(Natural-language object grounding data)
+++
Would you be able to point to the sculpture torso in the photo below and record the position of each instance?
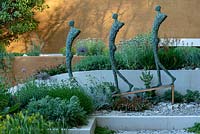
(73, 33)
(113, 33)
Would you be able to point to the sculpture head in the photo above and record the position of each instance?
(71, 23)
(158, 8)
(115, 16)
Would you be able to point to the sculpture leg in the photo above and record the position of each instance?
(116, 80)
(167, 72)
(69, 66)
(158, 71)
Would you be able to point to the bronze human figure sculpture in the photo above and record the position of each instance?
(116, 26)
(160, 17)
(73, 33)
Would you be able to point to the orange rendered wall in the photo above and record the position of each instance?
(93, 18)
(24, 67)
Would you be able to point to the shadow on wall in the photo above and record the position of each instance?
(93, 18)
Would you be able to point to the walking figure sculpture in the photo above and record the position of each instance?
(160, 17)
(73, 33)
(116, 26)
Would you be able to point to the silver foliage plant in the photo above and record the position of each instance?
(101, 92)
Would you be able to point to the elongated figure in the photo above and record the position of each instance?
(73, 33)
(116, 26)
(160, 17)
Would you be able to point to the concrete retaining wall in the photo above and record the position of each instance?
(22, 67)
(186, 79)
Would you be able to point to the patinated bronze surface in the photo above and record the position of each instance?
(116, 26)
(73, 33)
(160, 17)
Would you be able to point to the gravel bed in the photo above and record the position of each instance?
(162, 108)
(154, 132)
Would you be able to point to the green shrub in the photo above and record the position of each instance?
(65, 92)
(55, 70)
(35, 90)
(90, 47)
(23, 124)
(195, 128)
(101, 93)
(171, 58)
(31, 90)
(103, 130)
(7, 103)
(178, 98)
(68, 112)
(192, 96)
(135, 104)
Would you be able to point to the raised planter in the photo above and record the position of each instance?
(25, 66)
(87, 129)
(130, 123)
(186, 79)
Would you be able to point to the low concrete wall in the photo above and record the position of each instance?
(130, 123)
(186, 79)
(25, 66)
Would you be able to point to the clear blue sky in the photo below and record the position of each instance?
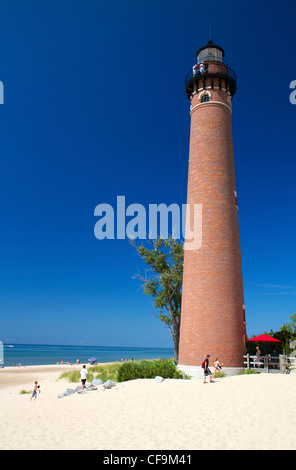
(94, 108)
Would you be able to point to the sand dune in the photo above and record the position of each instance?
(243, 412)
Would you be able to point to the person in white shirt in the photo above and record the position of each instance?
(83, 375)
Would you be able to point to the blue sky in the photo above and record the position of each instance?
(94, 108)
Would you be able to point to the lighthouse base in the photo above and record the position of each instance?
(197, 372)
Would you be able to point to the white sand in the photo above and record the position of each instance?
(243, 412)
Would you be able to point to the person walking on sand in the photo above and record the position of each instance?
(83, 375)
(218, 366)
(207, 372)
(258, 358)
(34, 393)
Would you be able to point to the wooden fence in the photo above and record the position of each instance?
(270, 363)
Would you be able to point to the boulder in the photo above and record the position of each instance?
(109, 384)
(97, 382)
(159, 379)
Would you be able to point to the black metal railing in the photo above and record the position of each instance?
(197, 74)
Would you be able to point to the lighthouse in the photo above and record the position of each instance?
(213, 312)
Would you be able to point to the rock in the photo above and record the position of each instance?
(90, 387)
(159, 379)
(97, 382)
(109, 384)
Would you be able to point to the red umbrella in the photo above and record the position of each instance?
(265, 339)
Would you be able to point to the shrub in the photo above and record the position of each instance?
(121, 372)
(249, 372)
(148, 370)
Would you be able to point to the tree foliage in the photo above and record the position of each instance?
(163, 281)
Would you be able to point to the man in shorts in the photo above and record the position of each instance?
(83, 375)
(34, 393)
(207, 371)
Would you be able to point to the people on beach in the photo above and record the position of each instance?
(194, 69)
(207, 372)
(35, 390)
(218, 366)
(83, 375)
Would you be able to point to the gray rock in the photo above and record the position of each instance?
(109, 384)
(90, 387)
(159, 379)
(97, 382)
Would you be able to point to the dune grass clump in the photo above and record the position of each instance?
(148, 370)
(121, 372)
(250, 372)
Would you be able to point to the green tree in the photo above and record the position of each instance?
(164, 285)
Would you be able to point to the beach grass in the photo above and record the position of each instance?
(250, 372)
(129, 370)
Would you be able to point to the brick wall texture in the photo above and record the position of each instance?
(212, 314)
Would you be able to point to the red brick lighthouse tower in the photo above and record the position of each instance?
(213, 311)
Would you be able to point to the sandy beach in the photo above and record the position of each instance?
+++
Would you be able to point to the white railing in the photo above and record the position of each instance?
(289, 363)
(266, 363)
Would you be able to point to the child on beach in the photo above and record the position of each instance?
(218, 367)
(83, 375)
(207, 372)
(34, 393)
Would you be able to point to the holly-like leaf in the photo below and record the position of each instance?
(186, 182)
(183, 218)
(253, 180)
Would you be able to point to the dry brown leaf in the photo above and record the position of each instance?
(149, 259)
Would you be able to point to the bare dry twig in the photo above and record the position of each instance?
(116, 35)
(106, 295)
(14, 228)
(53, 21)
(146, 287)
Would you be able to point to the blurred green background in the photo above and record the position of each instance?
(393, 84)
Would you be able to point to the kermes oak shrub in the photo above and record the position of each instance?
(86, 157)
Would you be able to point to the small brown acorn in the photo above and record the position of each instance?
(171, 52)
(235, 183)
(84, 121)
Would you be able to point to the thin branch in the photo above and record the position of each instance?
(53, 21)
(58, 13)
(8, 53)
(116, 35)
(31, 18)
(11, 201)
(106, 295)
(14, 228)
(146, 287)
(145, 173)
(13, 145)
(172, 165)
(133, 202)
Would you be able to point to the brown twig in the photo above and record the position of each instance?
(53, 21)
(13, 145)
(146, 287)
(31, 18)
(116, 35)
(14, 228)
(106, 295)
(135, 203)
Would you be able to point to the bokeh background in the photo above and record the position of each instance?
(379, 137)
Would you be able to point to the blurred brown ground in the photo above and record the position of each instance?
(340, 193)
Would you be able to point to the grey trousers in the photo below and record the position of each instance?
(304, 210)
+++
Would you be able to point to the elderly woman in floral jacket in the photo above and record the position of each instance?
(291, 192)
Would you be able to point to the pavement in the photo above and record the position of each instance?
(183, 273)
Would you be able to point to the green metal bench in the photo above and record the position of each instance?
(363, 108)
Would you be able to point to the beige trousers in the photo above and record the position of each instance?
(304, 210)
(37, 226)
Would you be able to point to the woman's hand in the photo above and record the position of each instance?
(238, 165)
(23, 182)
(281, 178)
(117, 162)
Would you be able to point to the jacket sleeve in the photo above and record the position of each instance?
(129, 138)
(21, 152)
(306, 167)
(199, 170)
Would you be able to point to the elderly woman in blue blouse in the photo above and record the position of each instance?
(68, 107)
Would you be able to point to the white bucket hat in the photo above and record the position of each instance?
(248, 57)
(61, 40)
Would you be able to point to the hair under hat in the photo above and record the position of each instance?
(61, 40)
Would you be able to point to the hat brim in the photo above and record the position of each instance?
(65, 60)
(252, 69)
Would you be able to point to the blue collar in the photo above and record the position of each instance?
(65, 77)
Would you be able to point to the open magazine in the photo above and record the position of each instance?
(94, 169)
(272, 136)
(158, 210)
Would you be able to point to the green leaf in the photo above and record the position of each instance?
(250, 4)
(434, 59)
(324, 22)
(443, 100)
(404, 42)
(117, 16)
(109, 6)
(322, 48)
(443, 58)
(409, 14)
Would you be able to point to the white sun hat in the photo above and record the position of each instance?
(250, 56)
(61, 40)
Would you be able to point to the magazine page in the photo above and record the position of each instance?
+++
▶ WHAT THE TASK REQUIRES: Starting with the line that holds "Would you be able to point to the shrub" and ending with the line that holds "Would you be able to point to the sandy", retype every line in the data above exactly, and nothing else.

▶ SOLUTION BELOW:
Would you be able to point to the shrub in the photo above and record the position of each instance?
(121, 372)
(249, 372)
(148, 370)
Would you be able to point to the tree foliage in the photo above and record the position of each instance?
(163, 281)
Would you be able to point to the man in shorts in the photo above and record the position of each instance?
(83, 375)
(34, 393)
(207, 371)
Would you be able to point to the people on beach in the photo above and record the position of each instance?
(194, 69)
(207, 372)
(35, 390)
(218, 366)
(83, 375)
Would you be able to point to the gray rock in the photo above and record the position of each instance?
(109, 384)
(90, 387)
(159, 379)
(97, 382)
Would you be able to point to the dune grass clump in the photo above and record the position of each instance?
(148, 370)
(121, 372)
(250, 372)
Would you be able to point to the green tree in the photo above and record the position of each instance?
(164, 285)
Would you be able to point to the beach grass in the photo above and record the position of each instance?
(250, 372)
(129, 370)
Would you be able to point to the brick wall texture in the photo above and record the position of each instance?
(212, 314)
Would you be able to point to the red brick lighthouse tower in the photo above and record the position of each instance?
(213, 311)
Would you be able to point to the sandy beach in the photo above and record the position of each instance?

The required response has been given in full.